Update the part of the listing that runs from the line containing "trace illuminated christmas" through the end of the listing by replacing "trace" with "outline" everywhere in that span. Reproduce only those lines, with everything else unchanged.

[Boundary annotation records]
Begin

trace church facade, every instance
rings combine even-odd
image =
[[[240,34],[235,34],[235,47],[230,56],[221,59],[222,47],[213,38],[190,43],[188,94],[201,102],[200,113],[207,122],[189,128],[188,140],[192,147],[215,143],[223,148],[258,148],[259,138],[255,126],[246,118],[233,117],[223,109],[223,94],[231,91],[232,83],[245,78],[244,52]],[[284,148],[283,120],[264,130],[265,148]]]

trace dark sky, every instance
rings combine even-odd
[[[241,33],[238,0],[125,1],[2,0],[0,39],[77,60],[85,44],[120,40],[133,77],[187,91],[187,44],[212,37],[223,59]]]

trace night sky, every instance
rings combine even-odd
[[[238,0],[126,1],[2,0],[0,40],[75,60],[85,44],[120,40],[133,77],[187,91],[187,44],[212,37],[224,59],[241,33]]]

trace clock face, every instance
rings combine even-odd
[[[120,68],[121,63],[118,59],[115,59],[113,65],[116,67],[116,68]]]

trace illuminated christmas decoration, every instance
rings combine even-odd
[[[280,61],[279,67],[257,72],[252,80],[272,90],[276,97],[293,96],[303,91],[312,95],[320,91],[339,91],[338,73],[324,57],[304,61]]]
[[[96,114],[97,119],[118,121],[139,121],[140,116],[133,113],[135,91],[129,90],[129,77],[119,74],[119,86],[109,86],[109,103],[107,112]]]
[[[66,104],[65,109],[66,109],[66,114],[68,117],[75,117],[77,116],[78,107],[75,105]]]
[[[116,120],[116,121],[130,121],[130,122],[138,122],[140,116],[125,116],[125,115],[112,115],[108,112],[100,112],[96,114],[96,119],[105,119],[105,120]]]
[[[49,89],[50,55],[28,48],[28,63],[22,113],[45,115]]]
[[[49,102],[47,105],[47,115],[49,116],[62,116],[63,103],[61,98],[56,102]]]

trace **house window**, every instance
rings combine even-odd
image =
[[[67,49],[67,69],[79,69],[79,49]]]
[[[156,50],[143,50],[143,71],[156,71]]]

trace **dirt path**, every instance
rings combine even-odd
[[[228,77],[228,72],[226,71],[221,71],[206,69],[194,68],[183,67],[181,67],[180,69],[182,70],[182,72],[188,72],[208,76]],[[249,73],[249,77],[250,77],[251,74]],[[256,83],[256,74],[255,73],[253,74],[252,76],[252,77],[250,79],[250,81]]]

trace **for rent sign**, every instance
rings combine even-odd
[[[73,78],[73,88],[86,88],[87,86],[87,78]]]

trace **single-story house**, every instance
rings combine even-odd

End

RESULT:
outline illuminated christmas decoration, every instance
rings combine even-odd
[[[280,61],[279,67],[257,72],[252,80],[272,90],[276,97],[293,96],[303,91],[312,95],[320,91],[339,91],[338,73],[324,57],[304,61]]]
[[[96,114],[97,119],[118,121],[139,121],[140,116],[133,113],[135,91],[129,90],[129,77],[119,74],[119,86],[109,86],[109,103],[107,112]]]
[[[66,104],[65,109],[66,109],[66,114],[68,117],[75,117],[77,116],[78,107],[75,105]]]
[[[116,120],[116,121],[130,121],[130,122],[138,122],[140,116],[125,116],[125,115],[112,115],[108,112],[100,112],[96,114],[96,119],[105,119],[105,120]]]
[[[49,89],[50,55],[28,48],[28,63],[22,113],[45,115]]]
[[[49,102],[47,105],[47,115],[49,116],[62,116],[63,103],[61,98],[56,102]]]

outline **house window**, every instance
rings combine even-odd
image =
[[[67,49],[67,69],[79,69],[79,49]]]
[[[156,50],[143,50],[143,71],[156,71]]]

outline **dirt path**, every instance
rings combine even-odd
[[[228,77],[228,72],[226,71],[221,71],[206,69],[194,68],[183,67],[181,67],[180,69],[182,70],[182,72],[188,72],[208,76]],[[249,73],[249,77],[250,77],[251,74]],[[256,83],[256,74],[255,73],[253,74],[252,76],[252,77],[250,79],[250,81]]]

outline **for rent sign**, every instance
rings combine even-odd
[[[73,78],[73,88],[86,88],[87,86],[87,78]]]

outline **single-story house**, every instance
rings combine even-odd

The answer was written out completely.